[Records — start]

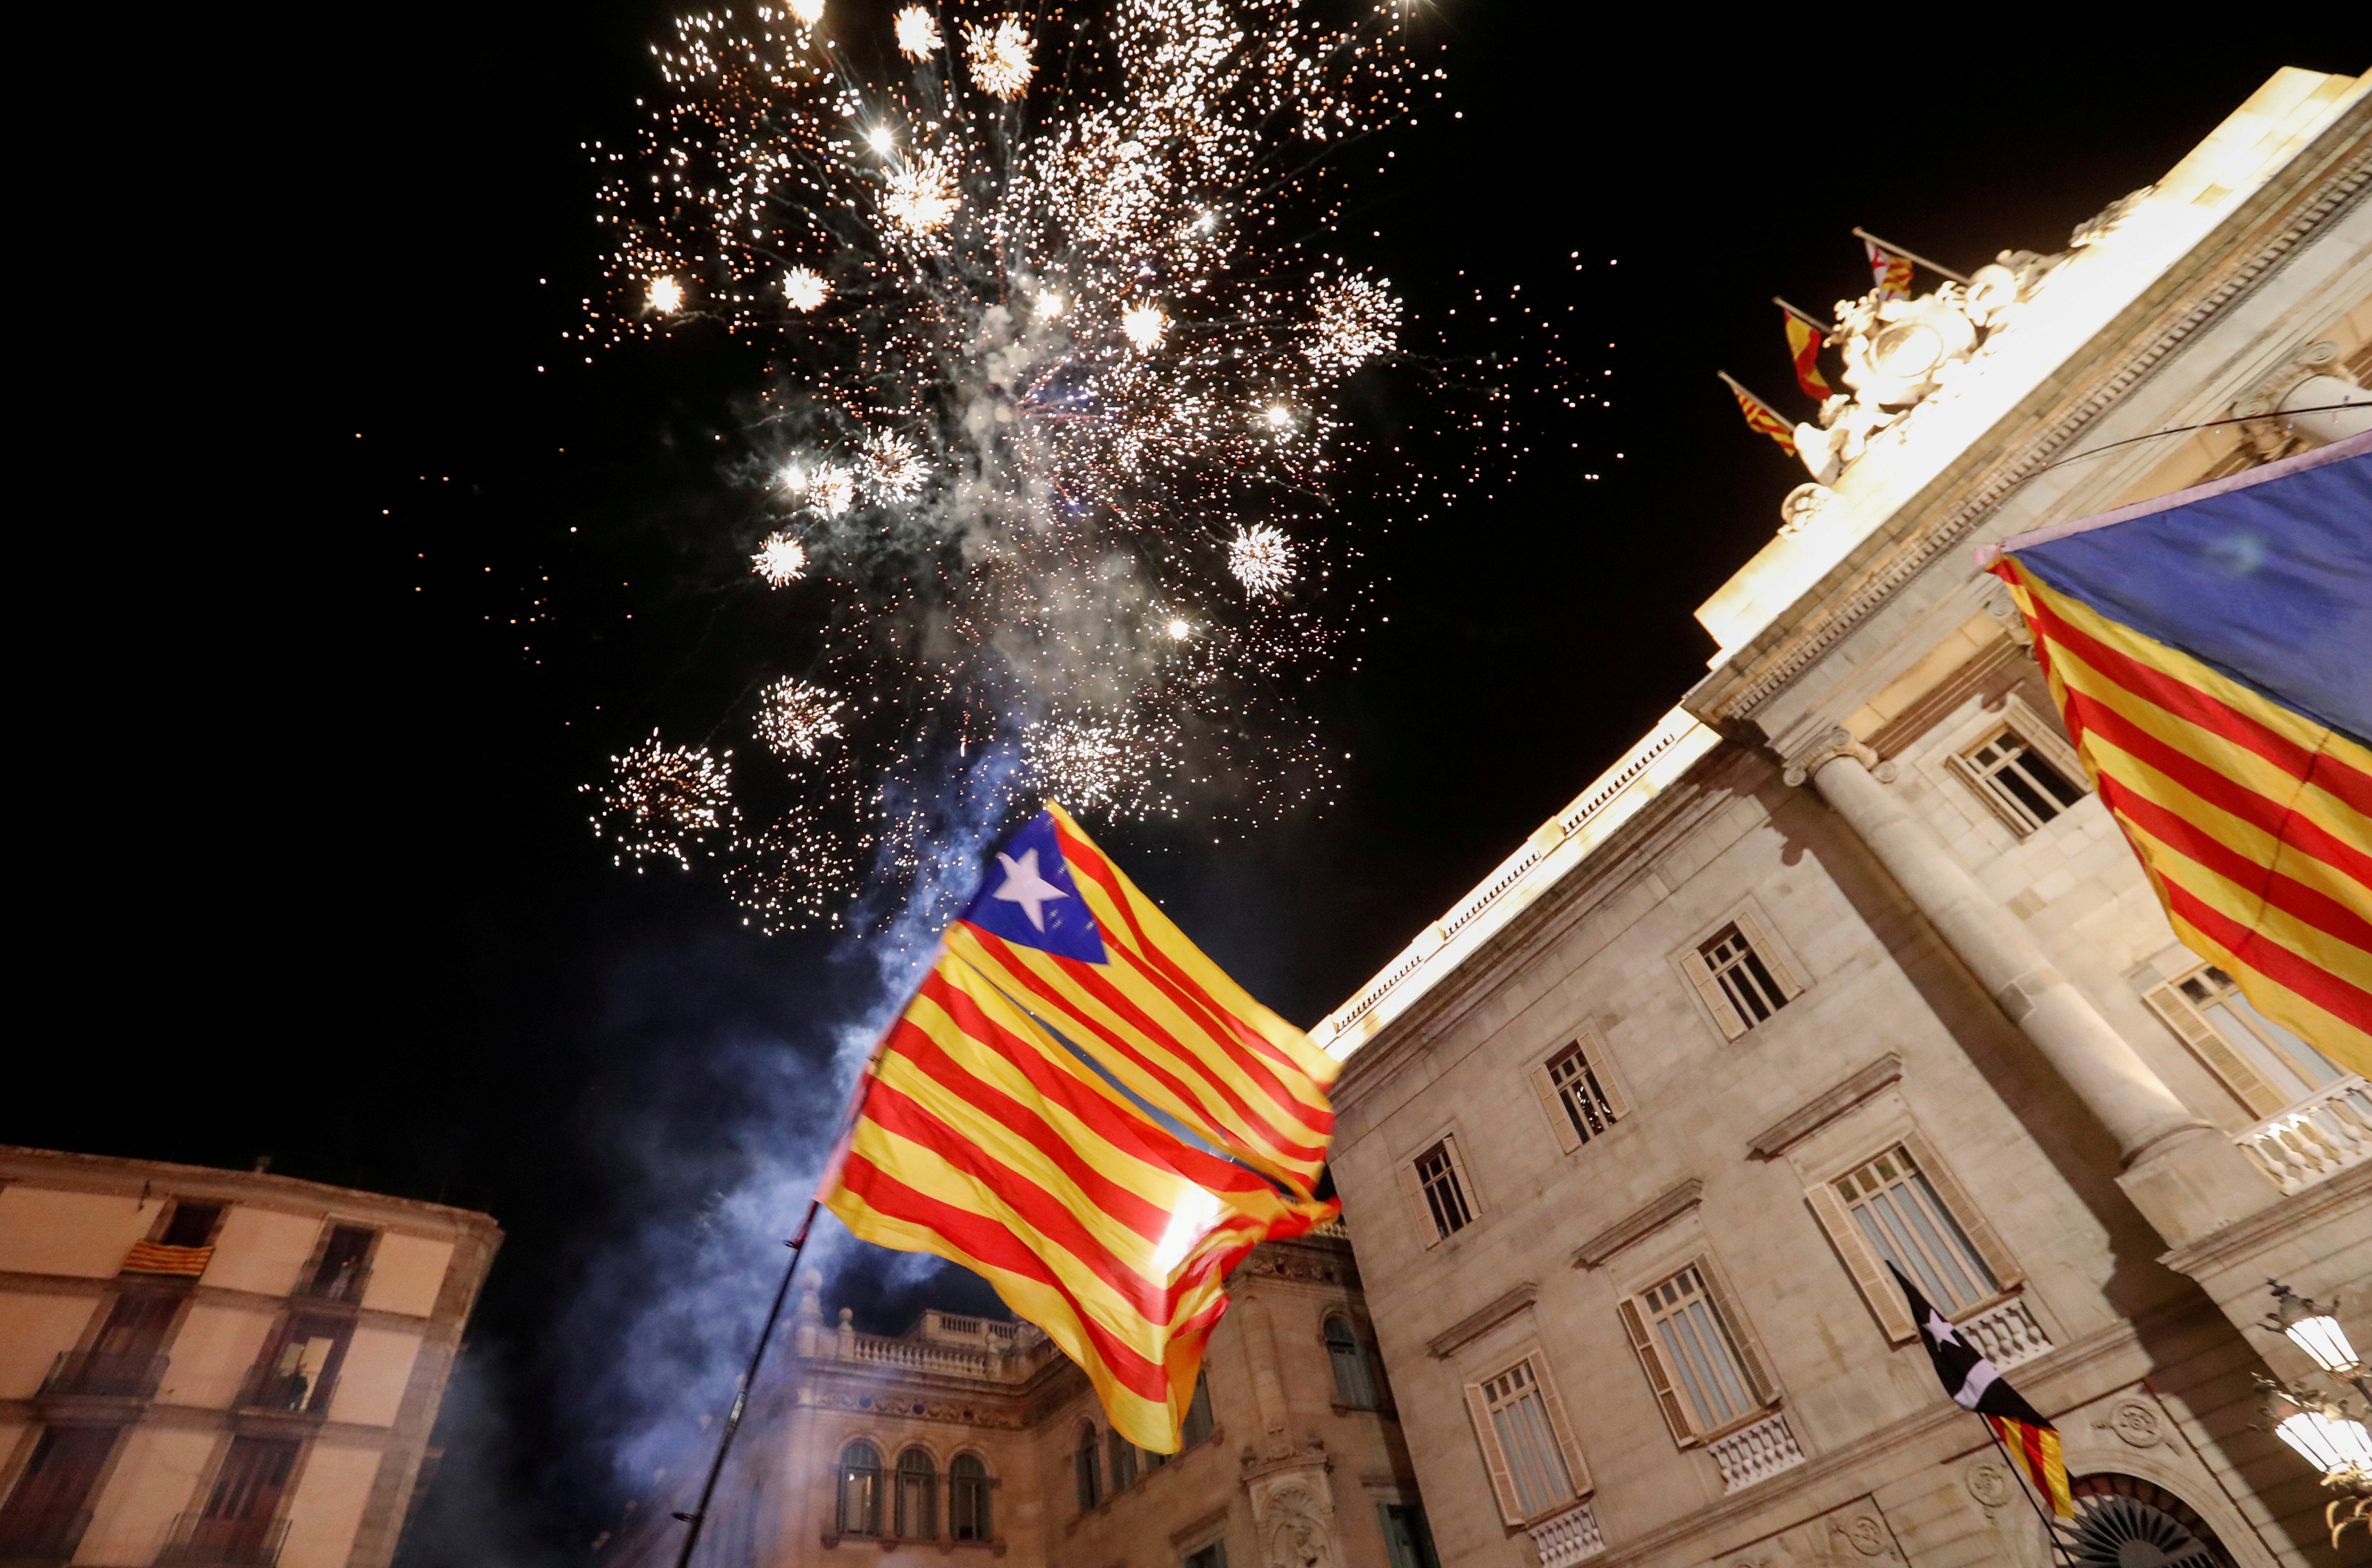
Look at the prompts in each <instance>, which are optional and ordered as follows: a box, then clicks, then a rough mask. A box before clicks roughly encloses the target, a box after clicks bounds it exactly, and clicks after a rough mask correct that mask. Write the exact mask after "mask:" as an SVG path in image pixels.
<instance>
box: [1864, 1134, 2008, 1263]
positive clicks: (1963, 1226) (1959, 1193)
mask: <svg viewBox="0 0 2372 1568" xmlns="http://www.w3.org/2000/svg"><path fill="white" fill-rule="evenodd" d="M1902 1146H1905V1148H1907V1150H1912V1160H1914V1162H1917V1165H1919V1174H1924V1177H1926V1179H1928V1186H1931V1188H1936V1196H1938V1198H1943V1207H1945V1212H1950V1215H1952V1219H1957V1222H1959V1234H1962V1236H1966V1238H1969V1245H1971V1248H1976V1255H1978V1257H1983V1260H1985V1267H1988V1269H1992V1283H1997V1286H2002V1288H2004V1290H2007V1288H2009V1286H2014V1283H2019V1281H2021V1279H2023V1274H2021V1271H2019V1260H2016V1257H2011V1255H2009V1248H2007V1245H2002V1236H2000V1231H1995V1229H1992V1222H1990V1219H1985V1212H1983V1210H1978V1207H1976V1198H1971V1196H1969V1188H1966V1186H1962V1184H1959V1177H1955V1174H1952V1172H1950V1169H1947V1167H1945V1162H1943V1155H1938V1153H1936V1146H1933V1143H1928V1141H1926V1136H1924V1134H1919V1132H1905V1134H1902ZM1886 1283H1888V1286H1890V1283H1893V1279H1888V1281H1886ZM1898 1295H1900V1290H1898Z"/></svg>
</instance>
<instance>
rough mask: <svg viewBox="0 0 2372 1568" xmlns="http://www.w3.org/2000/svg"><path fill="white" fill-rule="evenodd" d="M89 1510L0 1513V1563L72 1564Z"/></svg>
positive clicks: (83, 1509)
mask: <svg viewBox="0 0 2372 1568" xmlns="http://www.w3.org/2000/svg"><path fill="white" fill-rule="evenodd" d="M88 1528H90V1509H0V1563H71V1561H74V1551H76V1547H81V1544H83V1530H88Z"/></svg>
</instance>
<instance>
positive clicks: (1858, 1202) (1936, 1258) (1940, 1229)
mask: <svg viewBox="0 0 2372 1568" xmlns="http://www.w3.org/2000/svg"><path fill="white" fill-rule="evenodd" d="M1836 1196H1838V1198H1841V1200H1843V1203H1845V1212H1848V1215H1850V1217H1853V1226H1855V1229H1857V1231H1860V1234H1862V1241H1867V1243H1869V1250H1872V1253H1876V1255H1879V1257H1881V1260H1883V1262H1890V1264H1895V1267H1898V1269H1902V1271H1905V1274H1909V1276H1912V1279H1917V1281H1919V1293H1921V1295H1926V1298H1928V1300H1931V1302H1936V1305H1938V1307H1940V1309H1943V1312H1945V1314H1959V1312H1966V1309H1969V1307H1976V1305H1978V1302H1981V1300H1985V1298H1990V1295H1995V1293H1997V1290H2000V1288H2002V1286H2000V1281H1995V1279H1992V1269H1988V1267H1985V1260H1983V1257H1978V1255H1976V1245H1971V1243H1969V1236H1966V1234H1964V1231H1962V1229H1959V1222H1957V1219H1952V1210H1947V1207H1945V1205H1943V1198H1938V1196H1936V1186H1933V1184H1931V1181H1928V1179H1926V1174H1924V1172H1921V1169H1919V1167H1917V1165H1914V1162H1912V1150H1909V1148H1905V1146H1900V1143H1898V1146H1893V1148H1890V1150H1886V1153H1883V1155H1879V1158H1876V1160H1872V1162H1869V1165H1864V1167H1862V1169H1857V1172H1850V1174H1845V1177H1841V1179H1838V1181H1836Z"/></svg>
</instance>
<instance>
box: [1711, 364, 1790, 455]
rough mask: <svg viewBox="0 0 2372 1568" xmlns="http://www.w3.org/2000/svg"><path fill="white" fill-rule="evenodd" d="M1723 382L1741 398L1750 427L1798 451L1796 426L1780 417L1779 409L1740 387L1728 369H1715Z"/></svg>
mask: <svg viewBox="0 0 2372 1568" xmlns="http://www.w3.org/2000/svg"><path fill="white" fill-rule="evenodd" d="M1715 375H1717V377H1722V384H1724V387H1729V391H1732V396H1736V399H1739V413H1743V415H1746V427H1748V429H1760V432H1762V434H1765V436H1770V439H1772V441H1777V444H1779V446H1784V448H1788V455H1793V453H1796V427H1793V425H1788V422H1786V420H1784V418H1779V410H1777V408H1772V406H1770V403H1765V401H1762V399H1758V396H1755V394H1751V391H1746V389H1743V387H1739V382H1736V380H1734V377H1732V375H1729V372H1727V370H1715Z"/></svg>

[Records — finish]

> **Task item**: Reproduce the items above verbatim, from their beginning through the line that contains "positive clicks: (1963, 1226) (1959, 1193)", inclusive, and omit the picture from your copy.

> **Task response**:
Look at the prompts in each <instance>, which are optional and ordered as follows: a box, then clicks, then a rough mask. A box before clicks roughly encloses the target, a box after clicks bounds it exactly, and clicks after a rough mask correct that mask. Write the exact mask after "mask:" as an SVG path in image pixels.
<instance>
box: [1864, 1134, 2008, 1263]
positive clicks: (1963, 1226) (1959, 1193)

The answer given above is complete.